## Begin MATERIAL TO PROCESS

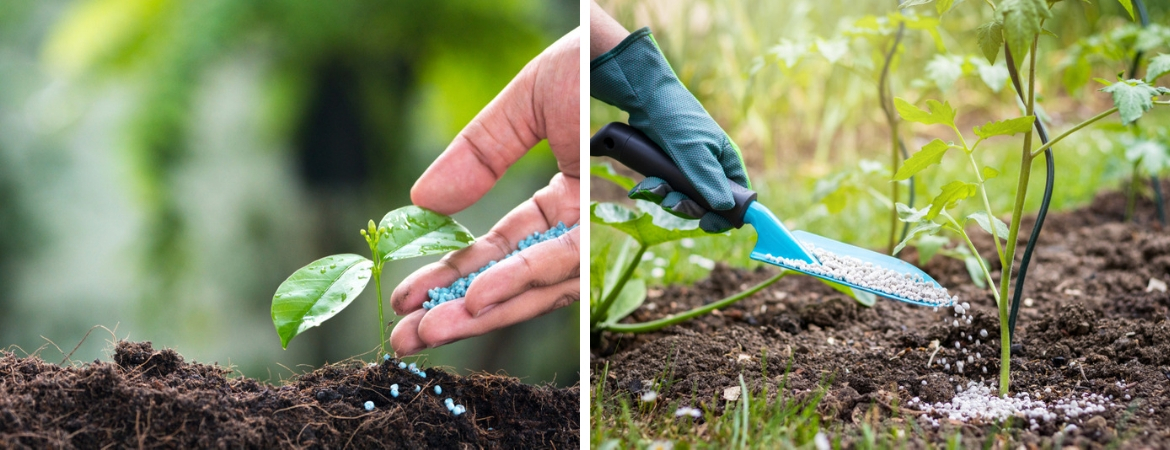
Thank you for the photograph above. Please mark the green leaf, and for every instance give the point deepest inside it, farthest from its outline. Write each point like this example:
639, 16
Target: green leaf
1131, 97
862, 297
982, 220
991, 39
940, 112
943, 6
928, 228
910, 215
1021, 23
632, 296
1158, 67
649, 228
605, 171
316, 292
929, 156
598, 263
1129, 7
1005, 127
952, 193
928, 247
417, 232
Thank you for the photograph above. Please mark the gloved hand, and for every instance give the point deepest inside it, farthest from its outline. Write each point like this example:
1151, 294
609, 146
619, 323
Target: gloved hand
637, 78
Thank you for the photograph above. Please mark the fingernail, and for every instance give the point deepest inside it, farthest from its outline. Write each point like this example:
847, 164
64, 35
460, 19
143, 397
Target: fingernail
484, 310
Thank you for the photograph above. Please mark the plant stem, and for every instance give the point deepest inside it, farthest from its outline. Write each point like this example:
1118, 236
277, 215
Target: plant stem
693, 313
1009, 256
883, 91
1131, 192
1073, 130
604, 310
983, 265
377, 285
986, 207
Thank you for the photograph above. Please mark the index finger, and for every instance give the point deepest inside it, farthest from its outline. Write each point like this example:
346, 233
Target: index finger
480, 154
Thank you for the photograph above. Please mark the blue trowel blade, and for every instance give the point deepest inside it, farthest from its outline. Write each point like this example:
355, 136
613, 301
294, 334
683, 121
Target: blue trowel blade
773, 239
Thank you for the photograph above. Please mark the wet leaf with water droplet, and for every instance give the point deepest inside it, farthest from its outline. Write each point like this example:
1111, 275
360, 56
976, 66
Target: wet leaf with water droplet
418, 232
310, 296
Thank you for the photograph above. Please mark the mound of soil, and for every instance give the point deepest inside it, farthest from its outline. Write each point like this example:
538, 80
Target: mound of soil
1094, 322
150, 397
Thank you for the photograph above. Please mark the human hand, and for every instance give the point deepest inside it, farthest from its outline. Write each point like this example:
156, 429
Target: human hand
542, 102
634, 76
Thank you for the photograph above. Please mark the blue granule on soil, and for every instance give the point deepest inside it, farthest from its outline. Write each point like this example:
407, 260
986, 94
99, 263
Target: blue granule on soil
459, 289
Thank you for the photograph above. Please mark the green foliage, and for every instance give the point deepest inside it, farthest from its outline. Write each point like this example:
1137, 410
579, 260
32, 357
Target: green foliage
316, 292
1021, 22
919, 229
651, 226
413, 232
941, 112
1129, 7
321, 290
1005, 127
1133, 98
631, 297
950, 195
620, 291
929, 156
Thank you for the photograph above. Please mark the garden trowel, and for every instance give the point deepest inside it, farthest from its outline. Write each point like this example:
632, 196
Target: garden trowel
775, 244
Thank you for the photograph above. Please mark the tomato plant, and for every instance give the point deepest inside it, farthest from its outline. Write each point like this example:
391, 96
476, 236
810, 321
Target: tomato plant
1017, 28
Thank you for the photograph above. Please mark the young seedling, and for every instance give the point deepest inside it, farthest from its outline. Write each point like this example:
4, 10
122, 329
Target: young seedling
318, 291
1017, 29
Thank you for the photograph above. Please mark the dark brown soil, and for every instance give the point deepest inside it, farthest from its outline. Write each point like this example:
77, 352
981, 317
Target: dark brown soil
1092, 326
150, 397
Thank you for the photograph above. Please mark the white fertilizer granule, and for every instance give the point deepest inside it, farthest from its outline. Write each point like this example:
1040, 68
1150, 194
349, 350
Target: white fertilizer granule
864, 274
979, 403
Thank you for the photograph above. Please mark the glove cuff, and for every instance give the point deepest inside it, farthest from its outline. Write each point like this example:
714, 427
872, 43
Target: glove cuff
621, 47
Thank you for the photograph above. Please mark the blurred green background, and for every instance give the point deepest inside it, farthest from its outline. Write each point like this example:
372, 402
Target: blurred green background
166, 164
796, 85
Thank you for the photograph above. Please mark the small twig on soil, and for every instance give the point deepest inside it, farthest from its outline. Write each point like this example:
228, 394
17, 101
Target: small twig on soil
83, 340
937, 347
54, 344
322, 409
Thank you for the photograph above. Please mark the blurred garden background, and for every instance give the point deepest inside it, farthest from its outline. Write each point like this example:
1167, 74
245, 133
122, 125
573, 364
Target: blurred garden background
166, 164
796, 85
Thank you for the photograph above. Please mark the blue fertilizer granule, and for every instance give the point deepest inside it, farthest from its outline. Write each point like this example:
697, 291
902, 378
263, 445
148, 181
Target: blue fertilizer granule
459, 289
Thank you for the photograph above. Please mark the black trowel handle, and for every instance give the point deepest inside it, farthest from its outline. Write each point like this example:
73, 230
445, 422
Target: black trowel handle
638, 152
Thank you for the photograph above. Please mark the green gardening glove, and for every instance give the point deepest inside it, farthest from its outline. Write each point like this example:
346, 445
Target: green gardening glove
637, 78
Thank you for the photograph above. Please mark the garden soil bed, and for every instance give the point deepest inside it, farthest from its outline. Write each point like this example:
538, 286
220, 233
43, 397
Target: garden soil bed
150, 397
1091, 326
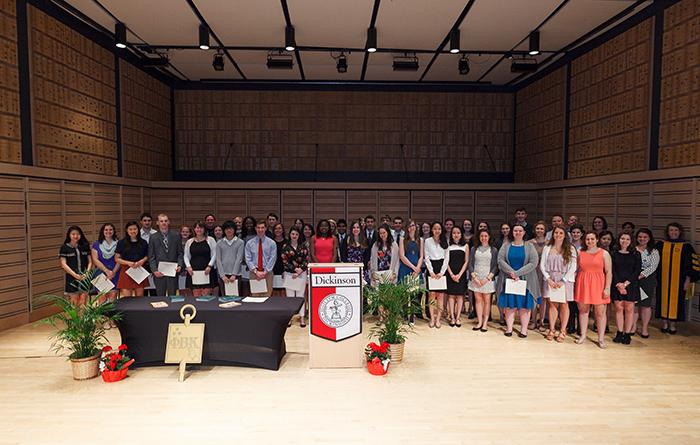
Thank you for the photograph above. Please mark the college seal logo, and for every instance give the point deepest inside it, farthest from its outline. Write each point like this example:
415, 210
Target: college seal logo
335, 311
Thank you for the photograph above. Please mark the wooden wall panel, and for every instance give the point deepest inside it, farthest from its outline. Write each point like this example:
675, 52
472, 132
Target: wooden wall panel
610, 87
427, 206
326, 204
262, 202
539, 135
355, 131
395, 203
10, 127
14, 294
679, 132
73, 98
146, 118
459, 205
300, 204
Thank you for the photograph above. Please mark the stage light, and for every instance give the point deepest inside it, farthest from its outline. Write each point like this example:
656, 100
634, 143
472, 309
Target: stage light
463, 65
371, 40
203, 37
454, 41
342, 64
406, 63
218, 62
289, 41
279, 61
120, 35
534, 43
523, 66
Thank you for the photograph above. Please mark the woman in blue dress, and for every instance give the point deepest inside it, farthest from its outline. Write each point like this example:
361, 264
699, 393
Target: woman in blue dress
517, 261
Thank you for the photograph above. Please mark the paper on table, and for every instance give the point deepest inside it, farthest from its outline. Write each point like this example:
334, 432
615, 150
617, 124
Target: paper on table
138, 274
437, 285
199, 278
296, 284
231, 288
557, 295
254, 299
517, 287
167, 268
102, 284
258, 286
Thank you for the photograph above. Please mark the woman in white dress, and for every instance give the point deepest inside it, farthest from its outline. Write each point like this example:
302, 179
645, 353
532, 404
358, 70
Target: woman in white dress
482, 270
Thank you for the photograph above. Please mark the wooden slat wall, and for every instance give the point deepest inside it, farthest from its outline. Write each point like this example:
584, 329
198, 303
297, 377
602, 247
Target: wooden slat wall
146, 141
14, 293
539, 135
679, 132
10, 145
73, 99
610, 88
356, 131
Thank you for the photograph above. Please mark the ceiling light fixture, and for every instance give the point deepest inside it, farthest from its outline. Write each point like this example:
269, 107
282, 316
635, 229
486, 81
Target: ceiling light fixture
454, 41
120, 35
203, 37
371, 39
534, 47
289, 40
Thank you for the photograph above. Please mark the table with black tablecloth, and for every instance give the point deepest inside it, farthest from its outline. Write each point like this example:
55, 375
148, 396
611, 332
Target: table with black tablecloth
251, 334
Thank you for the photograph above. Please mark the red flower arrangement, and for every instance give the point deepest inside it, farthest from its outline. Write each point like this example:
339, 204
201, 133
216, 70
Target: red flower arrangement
378, 358
114, 364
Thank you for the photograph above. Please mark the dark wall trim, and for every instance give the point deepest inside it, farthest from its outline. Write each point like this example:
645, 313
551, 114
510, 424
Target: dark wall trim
456, 87
348, 176
118, 104
25, 103
567, 122
655, 96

## End MATERIAL TO PROCESS

- EXERCISE INSTRUCTIONS -
Recast the lines of the records as a numbered list, starting at the line that contains "Thank you for the photograph above. Please mark the dark wall" and continuing through the end of the records, with both ends included and any blank lines left out.

- OUTPUT -
1. Thank you for the photograph above. Please mark the dark wall trim, and for every instance give the point deepest inside it, farthest from its outline. Write each point like this example:
2. 645, 313
3. 551, 114
4. 510, 424
5. Target: dark wall trim
6. 456, 87
7. 348, 176
8. 118, 104
9. 25, 103
10. 567, 122
11. 655, 96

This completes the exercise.